Records for the task>
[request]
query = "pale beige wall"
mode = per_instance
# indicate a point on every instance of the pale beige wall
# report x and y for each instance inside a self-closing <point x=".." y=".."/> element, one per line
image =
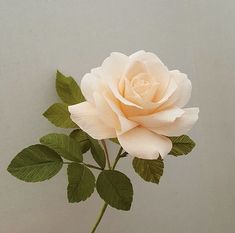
<point x="196" y="194"/>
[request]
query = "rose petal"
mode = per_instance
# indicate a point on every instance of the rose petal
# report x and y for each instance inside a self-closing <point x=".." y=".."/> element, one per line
<point x="105" y="112"/>
<point x="125" y="124"/>
<point x="142" y="143"/>
<point x="181" y="125"/>
<point x="134" y="68"/>
<point x="145" y="56"/>
<point x="86" y="117"/>
<point x="159" y="118"/>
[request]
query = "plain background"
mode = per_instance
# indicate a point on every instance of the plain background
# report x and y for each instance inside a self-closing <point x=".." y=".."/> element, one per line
<point x="197" y="192"/>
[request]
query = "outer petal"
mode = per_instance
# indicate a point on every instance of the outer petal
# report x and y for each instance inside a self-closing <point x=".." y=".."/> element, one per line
<point x="159" y="118"/>
<point x="145" y="56"/>
<point x="89" y="84"/>
<point x="183" y="91"/>
<point x="105" y="112"/>
<point x="181" y="125"/>
<point x="125" y="124"/>
<point x="86" y="117"/>
<point x="142" y="143"/>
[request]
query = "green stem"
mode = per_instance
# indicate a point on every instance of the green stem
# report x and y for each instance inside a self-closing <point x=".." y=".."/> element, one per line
<point x="119" y="155"/>
<point x="100" y="217"/>
<point x="106" y="153"/>
<point x="86" y="164"/>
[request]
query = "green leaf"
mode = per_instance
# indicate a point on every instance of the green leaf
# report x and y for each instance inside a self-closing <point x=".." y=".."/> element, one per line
<point x="64" y="145"/>
<point x="59" y="115"/>
<point x="149" y="170"/>
<point x="68" y="90"/>
<point x="81" y="182"/>
<point x="82" y="138"/>
<point x="115" y="189"/>
<point x="35" y="163"/>
<point x="97" y="152"/>
<point x="115" y="140"/>
<point x="182" y="145"/>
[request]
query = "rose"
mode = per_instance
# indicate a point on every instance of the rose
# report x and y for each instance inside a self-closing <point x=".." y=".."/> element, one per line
<point x="138" y="100"/>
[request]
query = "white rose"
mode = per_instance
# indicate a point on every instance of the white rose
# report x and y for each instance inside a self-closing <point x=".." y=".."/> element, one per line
<point x="138" y="100"/>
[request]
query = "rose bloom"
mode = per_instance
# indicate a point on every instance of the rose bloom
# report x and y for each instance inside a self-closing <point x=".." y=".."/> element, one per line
<point x="138" y="100"/>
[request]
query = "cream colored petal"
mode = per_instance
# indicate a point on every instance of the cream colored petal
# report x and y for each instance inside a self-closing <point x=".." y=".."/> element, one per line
<point x="88" y="86"/>
<point x="184" y="89"/>
<point x="145" y="56"/>
<point x="134" y="68"/>
<point x="169" y="91"/>
<point x="160" y="118"/>
<point x="125" y="124"/>
<point x="181" y="125"/>
<point x="105" y="112"/>
<point x="142" y="143"/>
<point x="87" y="118"/>
<point x="114" y="87"/>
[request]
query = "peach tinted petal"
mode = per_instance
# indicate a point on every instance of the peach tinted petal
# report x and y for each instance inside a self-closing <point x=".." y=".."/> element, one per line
<point x="181" y="125"/>
<point x="87" y="118"/>
<point x="142" y="143"/>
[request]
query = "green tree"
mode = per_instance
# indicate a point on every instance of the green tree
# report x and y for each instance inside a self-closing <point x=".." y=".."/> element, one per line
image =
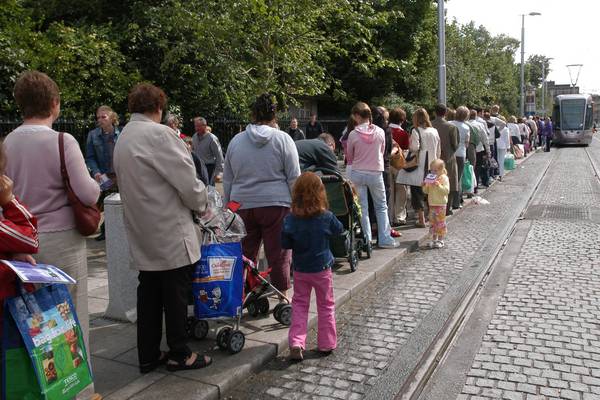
<point x="480" y="67"/>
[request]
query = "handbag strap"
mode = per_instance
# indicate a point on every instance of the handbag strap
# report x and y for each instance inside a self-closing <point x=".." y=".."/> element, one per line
<point x="61" y="151"/>
<point x="420" y="137"/>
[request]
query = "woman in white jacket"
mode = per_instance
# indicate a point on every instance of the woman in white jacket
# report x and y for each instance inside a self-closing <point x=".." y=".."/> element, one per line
<point x="423" y="139"/>
<point x="503" y="144"/>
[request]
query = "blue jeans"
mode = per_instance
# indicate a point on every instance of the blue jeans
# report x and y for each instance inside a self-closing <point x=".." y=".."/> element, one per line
<point x="366" y="182"/>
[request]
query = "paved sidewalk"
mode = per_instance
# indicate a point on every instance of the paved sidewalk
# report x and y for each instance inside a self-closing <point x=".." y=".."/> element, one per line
<point x="385" y="331"/>
<point x="113" y="343"/>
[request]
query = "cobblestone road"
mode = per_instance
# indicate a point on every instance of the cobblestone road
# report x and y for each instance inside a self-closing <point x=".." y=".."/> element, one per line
<point x="393" y="320"/>
<point x="543" y="341"/>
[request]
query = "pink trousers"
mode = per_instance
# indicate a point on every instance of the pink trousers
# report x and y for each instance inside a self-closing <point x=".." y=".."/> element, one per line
<point x="304" y="283"/>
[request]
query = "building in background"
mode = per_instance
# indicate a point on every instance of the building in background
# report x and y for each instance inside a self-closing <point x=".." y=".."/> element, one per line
<point x="554" y="89"/>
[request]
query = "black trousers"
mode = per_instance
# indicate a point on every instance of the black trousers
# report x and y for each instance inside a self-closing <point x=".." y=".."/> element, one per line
<point x="158" y="292"/>
<point x="494" y="152"/>
<point x="482" y="171"/>
<point x="210" y="169"/>
<point x="456" y="195"/>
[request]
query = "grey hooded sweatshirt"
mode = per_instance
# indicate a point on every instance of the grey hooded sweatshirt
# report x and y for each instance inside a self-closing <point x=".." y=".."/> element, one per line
<point x="261" y="166"/>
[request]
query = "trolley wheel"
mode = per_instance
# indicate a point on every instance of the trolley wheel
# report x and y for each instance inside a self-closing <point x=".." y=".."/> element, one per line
<point x="189" y="325"/>
<point x="223" y="338"/>
<point x="353" y="260"/>
<point x="285" y="314"/>
<point x="277" y="310"/>
<point x="253" y="308"/>
<point x="200" y="329"/>
<point x="369" y="249"/>
<point x="236" y="342"/>
<point x="263" y="306"/>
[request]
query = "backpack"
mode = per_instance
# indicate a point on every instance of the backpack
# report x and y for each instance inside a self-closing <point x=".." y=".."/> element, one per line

Task requirements>
Reproduce every record above exactly, but leave out the pictures.

Solution for this problem>
[request]
query = "pale beige wall"
mode = per_instance
# indicate a point on every instance of the pale beige wall
# report x and y for each instance inside a self-closing <point x=".." y=".."/> element, one per line
image =
<point x="196" y="194"/>
[request]
query = "rose petal"
mode = per_instance
# indicate a point on every instance of the rose petal
# report x and y for each instance inside a self-closing <point x=".." y=".."/> element, one per line
<point x="105" y="112"/>
<point x="125" y="124"/>
<point x="142" y="143"/>
<point x="181" y="125"/>
<point x="134" y="68"/>
<point x="145" y="56"/>
<point x="86" y="117"/>
<point x="159" y="118"/>
[request]
query = "plain background"
mode = per_instance
# indicate a point on every instance of the plain background
# report x and y for each instance inside a self-closing <point x=".." y=".."/> element, one per line
<point x="197" y="192"/>
[request]
query = "outer petal"
mode = per_instance
# indicate a point on every instance of the outer petal
# report x and y for each instance inside a self-closing <point x=".." y=".."/> element, one per line
<point x="159" y="118"/>
<point x="145" y="56"/>
<point x="89" y="84"/>
<point x="183" y="91"/>
<point x="105" y="112"/>
<point x="181" y="125"/>
<point x="125" y="124"/>
<point x="86" y="117"/>
<point x="142" y="143"/>
[request]
query = "green stem"
mode = per_instance
# indicate a point on every instance of the green stem
# report x and y for each instance inside a self-closing <point x=".." y=".."/> element, one per line
<point x="119" y="155"/>
<point x="100" y="217"/>
<point x="106" y="153"/>
<point x="86" y="164"/>
[request]
query = "green leaf"
mode = per_instance
# indicate a point on every instance of the green leaf
# report x and y for each instance inside a self-closing <point x=".." y=".."/> element, one per line
<point x="64" y="145"/>
<point x="59" y="115"/>
<point x="149" y="170"/>
<point x="68" y="90"/>
<point x="81" y="182"/>
<point x="82" y="138"/>
<point x="115" y="189"/>
<point x="35" y="163"/>
<point x="97" y="152"/>
<point x="115" y="140"/>
<point x="182" y="145"/>
[request]
query = "rose"
mode = per_instance
# indicate a point on every instance of the rose
# report x and y for each instance inside a self-closing <point x=".." y=".."/> element, one per line
<point x="138" y="100"/>
[request]
query = "white rose"
mode = per_instance
# indicate a point on every instance of the white rose
# report x and y for each instance inside a self-closing <point x=".." y=".."/> element, one per line
<point x="138" y="100"/>
[request]
query = "rose bloom"
mode = per_instance
# indicate a point on every instance of the rose bloom
# report x and y for each instance inside a self-closing <point x=".." y=".."/> element, one per line
<point x="138" y="100"/>
[request]
query = "cream colored petal"
mode = per_instance
# indicate a point on every instance of the cream colored petal
# report x and y for each instance inside a self-closing <point x=".." y=".."/> element, one per line
<point x="88" y="86"/>
<point x="184" y="89"/>
<point x="145" y="56"/>
<point x="134" y="68"/>
<point x="169" y="91"/>
<point x="160" y="118"/>
<point x="125" y="124"/>
<point x="181" y="125"/>
<point x="105" y="112"/>
<point x="142" y="143"/>
<point x="87" y="118"/>
<point x="114" y="87"/>
[request]
query = "peach tinted petal"
mode = per_instance
# indicate a point on every instance of the peach tinted petal
# report x and y for each instance inside a self-closing <point x=".." y=".."/> element, one per line
<point x="181" y="125"/>
<point x="87" y="118"/>
<point x="142" y="143"/>
[request]
query = "green tree"
mode = per_instance
# indicate a point on every instance of the green tree
# report x and y for each instance inside a self-closing <point x=".." y=".."/> element, one per line
image =
<point x="480" y="67"/>
[request]
query = "handbag strap"
mode = per_instance
# indicate a point on every instance of the handbag strap
# report x and y for each instance inside a self-closing <point x=".." y=".."/> element, one per line
<point x="61" y="151"/>
<point x="420" y="137"/>
[request]
query = "woman in white jacket"
mode = per_instance
# indicate a point on every instance of the woman in white jacket
# report x and y for each instance inside a self-closing <point x=".." y=".."/> element, one per line
<point x="423" y="139"/>
<point x="503" y="144"/>
[request]
query = "blue jeans"
mode = per_instance
# indicate a point on every instance of the blue jeans
# report x and y for each instance inside a self-closing <point x=".." y=".."/> element, one per line
<point x="366" y="182"/>
[request]
query = "paved sidewalk"
mode = per_instance
# indicate a point on every instance of the paved sidewalk
# report x and y for each instance inside a self-closing <point x=".." y=".."/> element, one per line
<point x="385" y="331"/>
<point x="113" y="343"/>
[request]
query = "cobblestone road"
mode = per_instance
# indicate a point on every instance of the cobblestone road
# report x and y for each instance inside a self-closing <point x=".." y=".."/> element, one per line
<point x="393" y="320"/>
<point x="543" y="341"/>
[request]
query = "pink trousers"
mode = per_instance
# indicate a point on every instance of the pink trousers
# report x and y for each instance inside a self-closing <point x=".." y=".."/> element, one per line
<point x="304" y="283"/>
[request]
query = "building in background"
mode = per_instance
# indicate a point on every instance of the building in background
# report x and y for each instance inside a self-closing <point x=".." y=".."/> element, one per line
<point x="554" y="89"/>
[request]
query = "black trousers"
mode = per_instance
# indicate a point on every instance of the black trousers
# report x and y for each instance inside a self-closing <point x=".." y=".."/> element, one per line
<point x="158" y="292"/>
<point x="494" y="152"/>
<point x="482" y="171"/>
<point x="210" y="169"/>
<point x="456" y="195"/>
[request]
query = "grey hooded sweatshirt"
mode = per_instance
# indicate a point on every instance of the grey hooded sweatshirt
# report x and y for each instance inside a self-closing <point x=".." y=".."/> element, one per line
<point x="261" y="166"/>
[request]
query = "trolley wheel"
mode = per_instance
# indicate a point on every instance of the trolley wheel
# report x and y for each instance inside a self-closing <point x=".." y=".."/> element, one per line
<point x="189" y="325"/>
<point x="223" y="338"/>
<point x="353" y="260"/>
<point x="285" y="314"/>
<point x="277" y="310"/>
<point x="253" y="308"/>
<point x="200" y="329"/>
<point x="369" y="249"/>
<point x="236" y="342"/>
<point x="263" y="306"/>
[request]
query = "backpack"
mode = per_instance
# indicate a point on every instance of the backpack
# report x and y for each instance inside a self-closing <point x=".." y=".."/> element, one per line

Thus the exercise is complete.